Your goal: Could you switch "one point per instance" to "one coordinate pair per instance" wherever it occurs in the rows below and give the lines again with nothing else changed?

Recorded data
+ + + + +
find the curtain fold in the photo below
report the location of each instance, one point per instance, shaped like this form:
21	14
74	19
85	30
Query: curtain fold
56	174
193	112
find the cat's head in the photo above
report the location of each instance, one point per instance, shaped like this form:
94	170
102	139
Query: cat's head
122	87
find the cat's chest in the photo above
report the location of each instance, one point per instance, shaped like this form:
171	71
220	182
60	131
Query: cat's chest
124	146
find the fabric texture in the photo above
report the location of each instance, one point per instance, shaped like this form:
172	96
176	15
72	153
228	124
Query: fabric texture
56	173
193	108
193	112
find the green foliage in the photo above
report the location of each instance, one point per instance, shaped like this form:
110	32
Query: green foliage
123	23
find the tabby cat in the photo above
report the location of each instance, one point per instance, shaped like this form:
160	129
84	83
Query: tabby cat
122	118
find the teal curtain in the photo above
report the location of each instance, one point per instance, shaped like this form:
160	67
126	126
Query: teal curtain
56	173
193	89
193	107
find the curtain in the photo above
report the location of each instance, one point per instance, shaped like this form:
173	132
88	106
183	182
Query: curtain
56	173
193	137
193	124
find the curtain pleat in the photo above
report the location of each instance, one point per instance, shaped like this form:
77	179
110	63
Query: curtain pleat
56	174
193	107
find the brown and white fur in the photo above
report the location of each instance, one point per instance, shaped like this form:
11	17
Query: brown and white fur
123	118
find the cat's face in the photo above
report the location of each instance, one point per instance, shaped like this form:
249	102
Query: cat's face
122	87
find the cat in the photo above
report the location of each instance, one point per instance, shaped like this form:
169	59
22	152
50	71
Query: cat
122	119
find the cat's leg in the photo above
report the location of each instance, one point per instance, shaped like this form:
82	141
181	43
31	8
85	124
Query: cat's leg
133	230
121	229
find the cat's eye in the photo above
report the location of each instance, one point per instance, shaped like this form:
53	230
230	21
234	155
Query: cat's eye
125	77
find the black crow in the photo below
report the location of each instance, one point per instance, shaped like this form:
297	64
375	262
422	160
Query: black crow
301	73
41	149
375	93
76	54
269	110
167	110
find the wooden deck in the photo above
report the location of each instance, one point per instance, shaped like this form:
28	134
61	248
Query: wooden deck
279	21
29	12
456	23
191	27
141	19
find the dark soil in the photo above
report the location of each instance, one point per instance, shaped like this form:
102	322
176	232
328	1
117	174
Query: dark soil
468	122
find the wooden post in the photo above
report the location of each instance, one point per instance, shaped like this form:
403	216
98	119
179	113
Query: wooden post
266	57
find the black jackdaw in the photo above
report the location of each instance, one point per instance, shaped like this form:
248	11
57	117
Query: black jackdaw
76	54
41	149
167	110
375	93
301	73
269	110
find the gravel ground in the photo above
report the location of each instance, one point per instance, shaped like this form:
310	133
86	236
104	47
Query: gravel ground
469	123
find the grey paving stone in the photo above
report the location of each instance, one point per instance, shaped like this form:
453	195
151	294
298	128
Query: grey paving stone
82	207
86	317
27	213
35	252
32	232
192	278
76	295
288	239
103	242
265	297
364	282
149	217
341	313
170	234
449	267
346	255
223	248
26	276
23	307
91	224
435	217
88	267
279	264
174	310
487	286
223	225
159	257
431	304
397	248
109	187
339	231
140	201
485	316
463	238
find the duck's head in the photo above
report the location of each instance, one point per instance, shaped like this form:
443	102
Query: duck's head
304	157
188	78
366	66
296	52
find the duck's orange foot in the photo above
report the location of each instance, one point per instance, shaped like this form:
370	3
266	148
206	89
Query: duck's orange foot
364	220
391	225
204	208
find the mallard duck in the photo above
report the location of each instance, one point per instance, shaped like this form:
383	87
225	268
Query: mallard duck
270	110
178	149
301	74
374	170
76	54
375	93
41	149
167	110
+ + + + +
Written solution:
find the curtain fold in the photo below
report the location of each instance, one coordinate pair per instance, shaped like this form:
21	14
74	19
85	30
Query: curtain fold
56	174
193	112
find the cat's head in the photo above
report the location of each instance, one coordinate pair per instance, shaped like this form:
94	170
102	139
Query: cat's head
122	87
find the cat's chest in the photo above
report the location of each instance, one coordinate pair per instance, shaped like this form:
171	71
220	182
60	131
Query: cat's chest
124	146
find the fabric texture in the photo above
report the location of each instance, one coordinate pair per instance, shaped like this form:
172	96
176	15
72	153
228	124
Query: fabric texture
56	173
193	108
193	112
find the green foliage in the photo above
report the location of each instance, one coordinate pair per instance, shaped like this form:
110	32
Query: green foliage
123	23
find the tabby cat in the photo above
report the location of each instance, one coordinate pair per instance, shaped like this form:
160	129
84	83
Query: tabby cat
122	118
find the teal curtain in the photo above
report the location of each instance, one coordinate pair per instance, shaped like this form:
160	67
126	126
Query: teal curtain
56	173
193	89
193	107
find the curtain in the photo above
report the location of each instance, one coordinate pair per instance, shaped like this form:
173	132
88	106
183	182
Query: curtain
56	173
193	137
193	124
find the curtain pleat in the photo above
report the location of each instance, one coordinate pair per instance, shaped like this form:
77	179
110	63
Query: curtain pleat
56	174
193	107
find the brown and white fur in the photo above
report the location of each instance, one coordinate pair per instance, shaped like this form:
11	17
Query: brown and white fur
123	118
find the cat's face in the photo above
report the location of each instance, one coordinate pair per instance, shaped like this form:
249	102
Query: cat's face
122	87
find the cat in the photo above
report the location of each instance, one coordinate pair per instance, shaped like this form:
169	59
22	152
50	71
Query: cat
122	119
find the cat's leg in the photo above
report the location of each instance, one coordinate pair per instance, shaped like this form:
82	141
181	43
31	8
85	124
Query: cat's leg
133	230
121	229
find the cat's eye in the photo above
report the location of each instance, one coordinate pair per instance, shaped like this form:
53	230
230	21
234	155
Query: cat's eye
125	77
find the black crow in the photo below
report the location of each instance, one coordinate pair per instance, shaped like this form:
297	64
375	262
422	160
Query: black crow
301	73
41	149
375	93
76	54
269	110
167	110
find the wooden deck in the photo above
report the location of each instance, one coordinate pair per instance, shaped like this form:
28	134
61	248
Query: wooden deck
279	21
29	12
456	23
191	27
141	19
find the dark soil in the photo above
report the location of each instance, one coordinate pair per instance, shaped like this form:
102	322
176	232
328	1
117	174
Query: dark soil
468	122
find the wooden post in the photo above
report the location of each instance, one coordinate pair per instance, shaped like this form:
403	216
98	119
179	113
Query: wooden post
266	57
find the black jackdaw in the photo above
report the location of each instance, one coordinate pair per instance, shaped like this form:
248	11
57	117
Query: black jackdaw
76	54
41	149
167	110
375	93
301	73
269	110
find the gravel ground in the photo above
report the location of each instance, one coordinate pair per instance, shaped like this form:
310	133
86	236
104	47
Query: gravel ground
469	123
find the grey paving stone in the photo above
report the location of each instance, one coordinate pair per instance, shaped like this form:
453	195
151	294
298	128
Query: grey paving stone
82	207
86	317
27	213
35	252
32	232
192	278
76	295
288	239
103	242
265	297
364	282
149	217
341	313
170	234
449	267
346	255
223	248
26	276
23	307
91	224
435	217
88	267
279	264
174	310
487	286
223	225
159	257
431	304
397	248
109	187
339	231
140	201
485	316
463	238
find the duck's head in the photo above
report the location of each instance, one coordinate pair per instance, shaped like this form:
443	102
Query: duck's head
304	157
188	78
366	66
296	52
find the duck's orange foot in the photo above
report the location of each instance, one coordinate pair per instance, shaped like this form:
370	3
266	148
206	89
Query: duck's orange foot
364	220
391	225
204	208
find the mallard duck in the photo above
report the location of each instance, one coordinate pair per instance, shaped like this form:
383	87
225	268
Query: mallard duck
270	110
178	149
301	74
374	170
76	54
375	93
41	149
167	110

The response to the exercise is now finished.